## Problem details
Only the lines below starting at the one that contains "If you would be willing to indicate the patterned" and ending at the one that contains "If you would be willing to indicate the ceiling" are to be reproduced, exactly and with both ends kept.

## Supplied entries

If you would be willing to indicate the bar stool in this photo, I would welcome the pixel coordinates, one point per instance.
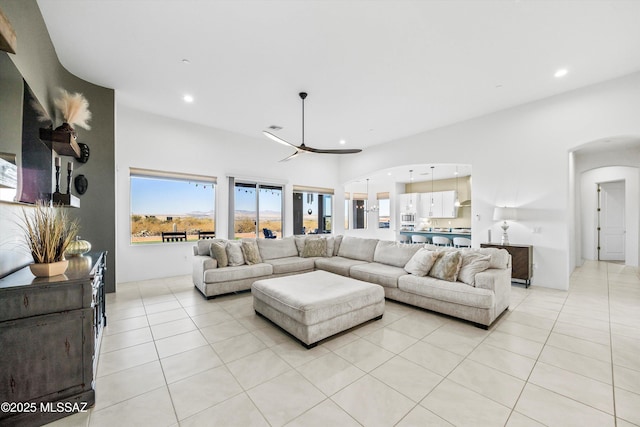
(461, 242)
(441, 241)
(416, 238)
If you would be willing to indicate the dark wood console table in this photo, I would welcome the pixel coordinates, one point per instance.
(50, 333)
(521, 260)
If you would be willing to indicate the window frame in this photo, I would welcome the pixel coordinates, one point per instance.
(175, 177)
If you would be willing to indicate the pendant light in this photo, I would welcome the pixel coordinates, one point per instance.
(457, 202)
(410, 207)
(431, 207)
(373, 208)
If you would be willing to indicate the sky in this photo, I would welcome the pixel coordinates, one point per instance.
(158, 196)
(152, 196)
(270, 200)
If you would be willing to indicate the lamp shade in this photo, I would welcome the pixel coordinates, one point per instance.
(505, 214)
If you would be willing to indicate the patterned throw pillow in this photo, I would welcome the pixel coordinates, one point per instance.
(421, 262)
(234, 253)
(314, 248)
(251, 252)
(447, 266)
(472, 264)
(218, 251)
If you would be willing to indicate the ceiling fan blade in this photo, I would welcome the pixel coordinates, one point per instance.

==

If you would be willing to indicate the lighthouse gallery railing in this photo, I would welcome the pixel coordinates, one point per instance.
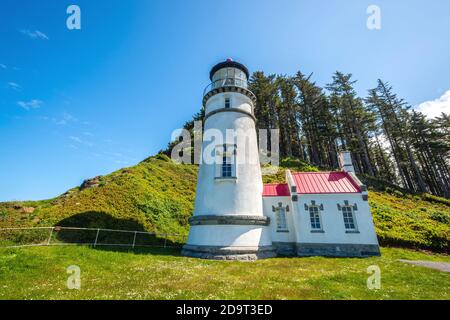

## Result of this exercise
If you would be willing to indicate the patterned throw pillow in this photo, I would welcome the pixel coordinates, one point per instance.
(421, 262)
(234, 253)
(314, 248)
(251, 252)
(447, 266)
(472, 264)
(218, 251)
If you would be willing to indicate the ceiling fan blade in this photo, I would welcome the pixel coordinates, one point per instance.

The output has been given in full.